### To-do list
a) Copy word for word everything in the thesis software text from "Supported TOS data" down to "calculate geometric properties.".
b) Pick up the thesis software text after its last line and keep writing it.

### Page text
* BEGIN *

The software in this repository is at the heart of my PhD thesis,

https://phd.vindaar.de

All data required to reproduce the results of my thesis, including
results reconstructed with this code, can be found here:

https://zenodo.org/uploads/10521887

** CAST

Many parts of this repository are specifically related to an InGrid
based X-ray detector in use at the CERN Axion Solar Telescope:
[[http://cast.web.cern.ch/CAST/]]

* Project structure
This repository contains a big project combining several tools used to
analyze data based on Timepix detectors as well as the CAST
experiment.

*NOTE:* If you are mainly interested in using the reconstruction and analysis
utilities for TOS data, the [[file:Analysis/][Analysis]] folder is what you're looking
for. See the [[Installation]] section for more information.

*UPDATE* <2024-09-11 Wed 16:10>: For a more updated overview of the
repository structure, see the overview here:
https://phd.vindaar.de/html/software.html#sec:appendix:timepix_analysis

- [[file:Analysis/][Analysis]]:
Is the =ingrid= module, which contains the major programs of this
repository [[file:Analysis/ingrid/raw_data_manipulation.nim][raw_data_manipulation]] and [[file:Analysis/ingrid/reconstruction.nim][reconstruction]] and to a lesser
extent (depending on your use case) [[file:Analysis/ingrid/likelihood.nim][likelihood]].
- [[file:Analysis/ingrid/raw_data_manipulation.nim][raw_data_manipulation]]:
Reads folders of raw TOS data and outputs to a HDF5 file.
Supported TOS data types:
- old ~2015 era Virtex V6 TOS
- current Virtex V6 TOS
- current SRS TOS
- [[file:Analysis/ingrid/reconstruction.nim][reconstruction]]:
Takes the output of the above program and performs reconstruction
of clusters within the data, i.e. calculate geometric properties.
- [[file:Analysis/ingrid/likelihood.nim][likelihood]]:
Performs an event shape likelihood based analysis on
the reconstructed data comparing with reference X-ray datasets.

* END *

### Stored rows
* BEGIN *

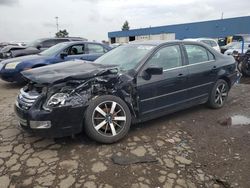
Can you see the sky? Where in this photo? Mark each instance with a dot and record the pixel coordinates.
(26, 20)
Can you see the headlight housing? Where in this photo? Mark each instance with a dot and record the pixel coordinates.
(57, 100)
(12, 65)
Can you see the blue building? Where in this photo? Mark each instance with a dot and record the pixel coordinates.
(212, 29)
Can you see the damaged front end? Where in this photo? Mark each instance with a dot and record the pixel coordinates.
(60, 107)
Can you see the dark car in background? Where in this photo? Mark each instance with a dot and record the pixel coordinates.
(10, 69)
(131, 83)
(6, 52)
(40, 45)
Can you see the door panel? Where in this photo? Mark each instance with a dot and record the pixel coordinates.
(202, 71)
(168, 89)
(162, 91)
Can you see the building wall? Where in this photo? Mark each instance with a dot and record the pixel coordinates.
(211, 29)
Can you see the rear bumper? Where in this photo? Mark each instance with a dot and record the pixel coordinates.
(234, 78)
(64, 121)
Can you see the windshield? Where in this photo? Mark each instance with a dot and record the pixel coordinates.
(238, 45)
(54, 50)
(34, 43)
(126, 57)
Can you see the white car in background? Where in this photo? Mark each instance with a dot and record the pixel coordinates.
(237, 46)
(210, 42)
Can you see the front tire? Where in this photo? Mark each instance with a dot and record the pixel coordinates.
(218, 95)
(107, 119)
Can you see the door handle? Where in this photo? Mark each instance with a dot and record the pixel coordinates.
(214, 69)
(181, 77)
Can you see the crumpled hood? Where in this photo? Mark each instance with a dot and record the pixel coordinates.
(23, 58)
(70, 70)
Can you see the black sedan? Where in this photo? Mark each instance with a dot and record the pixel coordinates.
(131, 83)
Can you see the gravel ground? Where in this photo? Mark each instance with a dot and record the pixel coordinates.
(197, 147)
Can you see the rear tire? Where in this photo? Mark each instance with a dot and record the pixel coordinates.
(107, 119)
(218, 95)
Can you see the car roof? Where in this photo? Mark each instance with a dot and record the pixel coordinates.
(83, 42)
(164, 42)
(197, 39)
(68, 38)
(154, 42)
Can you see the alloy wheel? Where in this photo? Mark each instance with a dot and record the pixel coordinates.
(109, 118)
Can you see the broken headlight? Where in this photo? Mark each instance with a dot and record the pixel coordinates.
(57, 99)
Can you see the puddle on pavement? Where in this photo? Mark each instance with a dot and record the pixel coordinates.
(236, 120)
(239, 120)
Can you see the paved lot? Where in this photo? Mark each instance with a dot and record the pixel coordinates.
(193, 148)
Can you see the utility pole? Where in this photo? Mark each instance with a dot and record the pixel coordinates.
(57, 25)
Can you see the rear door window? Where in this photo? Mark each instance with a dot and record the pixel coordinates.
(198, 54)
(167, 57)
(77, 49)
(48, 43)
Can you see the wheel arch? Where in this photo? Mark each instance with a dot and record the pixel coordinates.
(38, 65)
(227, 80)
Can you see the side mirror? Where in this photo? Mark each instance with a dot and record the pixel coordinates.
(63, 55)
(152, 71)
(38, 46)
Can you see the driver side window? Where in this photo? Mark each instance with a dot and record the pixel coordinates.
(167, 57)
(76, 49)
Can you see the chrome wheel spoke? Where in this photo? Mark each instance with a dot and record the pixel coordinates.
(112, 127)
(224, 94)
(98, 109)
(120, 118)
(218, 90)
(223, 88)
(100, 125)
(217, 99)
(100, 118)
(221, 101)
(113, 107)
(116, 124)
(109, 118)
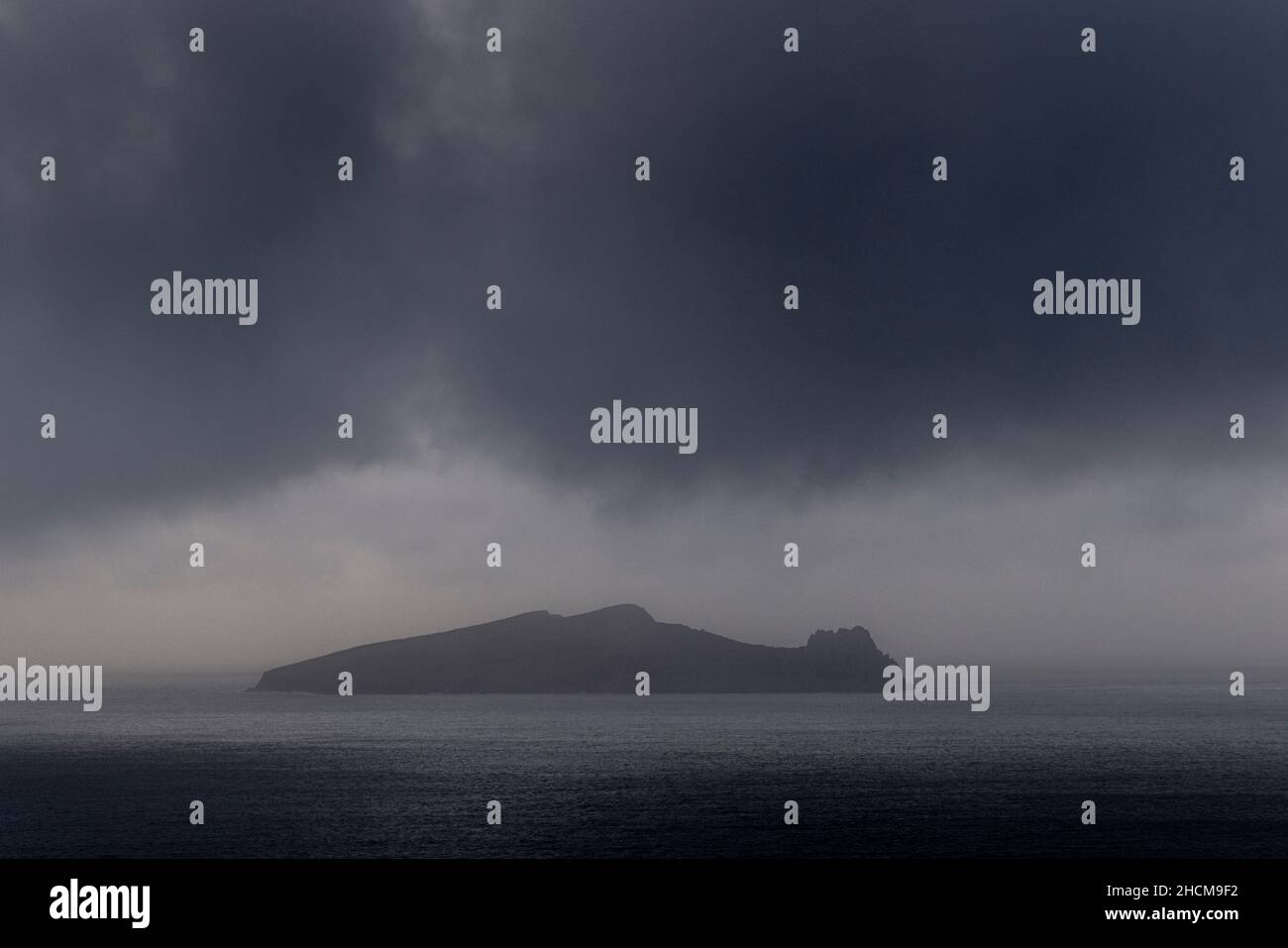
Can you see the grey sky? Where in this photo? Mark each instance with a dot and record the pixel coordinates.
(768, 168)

* END *
* BEGIN *

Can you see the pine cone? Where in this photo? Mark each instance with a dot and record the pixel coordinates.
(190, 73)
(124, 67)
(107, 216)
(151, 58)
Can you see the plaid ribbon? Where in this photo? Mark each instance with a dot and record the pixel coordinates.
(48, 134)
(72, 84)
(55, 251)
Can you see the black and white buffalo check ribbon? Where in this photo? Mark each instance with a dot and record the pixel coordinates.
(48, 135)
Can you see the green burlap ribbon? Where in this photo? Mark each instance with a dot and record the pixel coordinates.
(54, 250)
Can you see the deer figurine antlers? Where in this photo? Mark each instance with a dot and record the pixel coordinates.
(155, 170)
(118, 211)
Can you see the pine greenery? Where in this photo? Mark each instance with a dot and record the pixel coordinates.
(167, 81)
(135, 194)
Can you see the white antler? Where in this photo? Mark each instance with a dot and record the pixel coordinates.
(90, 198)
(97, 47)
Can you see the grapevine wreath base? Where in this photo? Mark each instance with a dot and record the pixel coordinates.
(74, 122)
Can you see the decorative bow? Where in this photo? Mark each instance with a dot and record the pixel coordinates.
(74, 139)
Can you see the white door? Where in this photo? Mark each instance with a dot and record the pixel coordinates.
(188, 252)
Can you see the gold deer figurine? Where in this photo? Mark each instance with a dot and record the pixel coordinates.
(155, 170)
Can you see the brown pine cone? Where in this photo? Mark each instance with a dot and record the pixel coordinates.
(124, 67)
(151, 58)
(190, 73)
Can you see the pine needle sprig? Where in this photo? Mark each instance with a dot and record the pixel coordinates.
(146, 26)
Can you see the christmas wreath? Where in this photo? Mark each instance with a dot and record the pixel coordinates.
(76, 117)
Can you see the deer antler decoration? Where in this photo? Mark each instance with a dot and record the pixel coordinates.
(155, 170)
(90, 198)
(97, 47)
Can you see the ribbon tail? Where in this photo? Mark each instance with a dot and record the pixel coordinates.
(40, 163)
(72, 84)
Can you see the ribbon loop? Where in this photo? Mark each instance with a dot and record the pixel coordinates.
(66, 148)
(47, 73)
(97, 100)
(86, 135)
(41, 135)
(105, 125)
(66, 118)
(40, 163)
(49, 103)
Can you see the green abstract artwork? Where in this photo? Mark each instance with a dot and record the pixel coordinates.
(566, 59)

* END *
* BEGIN *

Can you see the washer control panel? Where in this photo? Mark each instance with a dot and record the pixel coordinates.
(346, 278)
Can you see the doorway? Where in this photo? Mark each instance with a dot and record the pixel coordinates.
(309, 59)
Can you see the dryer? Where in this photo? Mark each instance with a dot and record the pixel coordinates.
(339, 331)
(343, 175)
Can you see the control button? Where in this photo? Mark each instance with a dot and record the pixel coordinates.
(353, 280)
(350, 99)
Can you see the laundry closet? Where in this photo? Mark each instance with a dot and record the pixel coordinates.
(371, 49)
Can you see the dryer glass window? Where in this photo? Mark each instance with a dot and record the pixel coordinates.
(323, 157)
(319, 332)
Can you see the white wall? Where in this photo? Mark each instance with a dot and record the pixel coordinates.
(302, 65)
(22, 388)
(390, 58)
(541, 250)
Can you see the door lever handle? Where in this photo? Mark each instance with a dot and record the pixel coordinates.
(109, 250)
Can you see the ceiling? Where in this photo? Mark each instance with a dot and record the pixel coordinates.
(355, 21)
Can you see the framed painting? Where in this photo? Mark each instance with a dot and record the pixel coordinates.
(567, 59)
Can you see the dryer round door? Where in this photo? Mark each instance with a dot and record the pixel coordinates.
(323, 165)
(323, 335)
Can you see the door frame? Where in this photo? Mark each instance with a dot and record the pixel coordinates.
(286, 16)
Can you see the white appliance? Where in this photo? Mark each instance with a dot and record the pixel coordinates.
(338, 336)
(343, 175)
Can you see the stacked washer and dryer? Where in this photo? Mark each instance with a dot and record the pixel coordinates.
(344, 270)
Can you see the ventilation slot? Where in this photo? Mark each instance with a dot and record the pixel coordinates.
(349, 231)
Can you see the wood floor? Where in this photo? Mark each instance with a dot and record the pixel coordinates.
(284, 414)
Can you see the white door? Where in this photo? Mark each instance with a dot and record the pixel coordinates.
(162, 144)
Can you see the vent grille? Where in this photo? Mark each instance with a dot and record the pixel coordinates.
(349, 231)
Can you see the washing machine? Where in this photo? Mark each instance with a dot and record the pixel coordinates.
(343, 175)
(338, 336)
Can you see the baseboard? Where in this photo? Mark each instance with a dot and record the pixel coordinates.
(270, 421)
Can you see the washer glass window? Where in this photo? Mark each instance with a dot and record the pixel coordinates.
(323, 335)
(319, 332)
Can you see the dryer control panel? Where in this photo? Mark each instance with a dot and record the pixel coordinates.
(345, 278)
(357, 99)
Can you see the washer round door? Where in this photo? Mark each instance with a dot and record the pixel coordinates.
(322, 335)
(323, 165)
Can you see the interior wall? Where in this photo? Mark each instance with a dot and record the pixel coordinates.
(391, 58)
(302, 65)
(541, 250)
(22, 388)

* END *

### Answers per task
a)
Supported TOS data types:
- old ~2015 era Virtex V6 TOS
- current Virtex V6 TOS
- current SRS TOS
- [[file:Analysis/ingrid/reconstruction.nim][reconstruction]]:
Takes the output of the above program and performs reconstruction
of clusters within the data, i.e. calculate geometric properties.

b)
The other files in the folder are imported by these programs. An
exception is skeleton program [[file:Analysis/ingrid/analysis.nim][analysis]], which will eventually become
a wrapper of the other programs so that a nicer interface can be
provided. A combination of a https://github.com/yglukhov/nimx based
GUI with a =readline= based command line interface will be
developed.
- [[file:InGridDatabase/][InGridDatabase]]:
A Nim program which provides, writes to and reads from the /InGrid
database/. If the a folder describing the used detector is given to
it (containing =fsr=, =threshold=, =thresholdMeans=, =ToT=
calibration and / or =SCurves= and an additional file containing the
chip name and additional information) it can be added to that
database, which is simply a HDF5 file. The analysis progam makes use
of this database to read calibration relevant data from it.
TODO: link to explanation of required folder structure and add files
/ folders for current chips part of database.
- [[file:LogReader/][LogReader]]:
A Nim tool to read and process CAST slow control and tracking log
files. From these environmental sensors can be read if needed for
data analysis puposes of CAST data as well as information about when
solar trackings took place. If a HDF5 file is given the tracking
information is added to the appropriate runs.
- [[file:NimUtil][NimUtil]]:
The =helpers= nimble module. It contains general procedures used in the rest
of the code, which are unrelated to CAST or Timepix detectors.
- [[file:Plotting/][Plotting]]:
A Nim tool to create plots of Timepix calibration data. Reads from
the InGrid database and plots =ToT= calibration (+ fits) and
SCurves.
- [[file:README.org][README.org]]: this file. :)
- [[file:resources/][resources]]:
Contains data, which is needed for analysis purposes,
e.g. information about run numbers for data taking periods, the
2014/15 background rates etc.
TODO: maybe add folders for known chips for InGrid database in here
or at least an example directory.
- [[file:Tools/][Tools]]:
Directory for other smaller tools, for which a separate directory in
the root of the repository does not make sense (either used too
infrequently or are very specific and small tools).
- [[file:SolarEclipticToEarth][SolarEclipticToEarth]]:
A simple Python tool part of solar chameleon
analysis, which calculates the projection of the solar ecliptic onto
Earth (chameleon flux potentially varies greatly depending on solar
latitude).
TODO: should be moved to [[file:Tools/][Tools]].
- [[file:Tests/][Tests]]:
Some very simple "test cases", which typically just test new
features separately from the rest of the analysis programs.
- [[file:VerticalShiftProblem/][VerticalShiftProblem]]:
A simple Python tool to plot CAST log data to debug a problem with
the belt, which slipped and caused misalignment. That problem has
since been fixed.
TODO: should be moved to [[file:Tools/][Tools]].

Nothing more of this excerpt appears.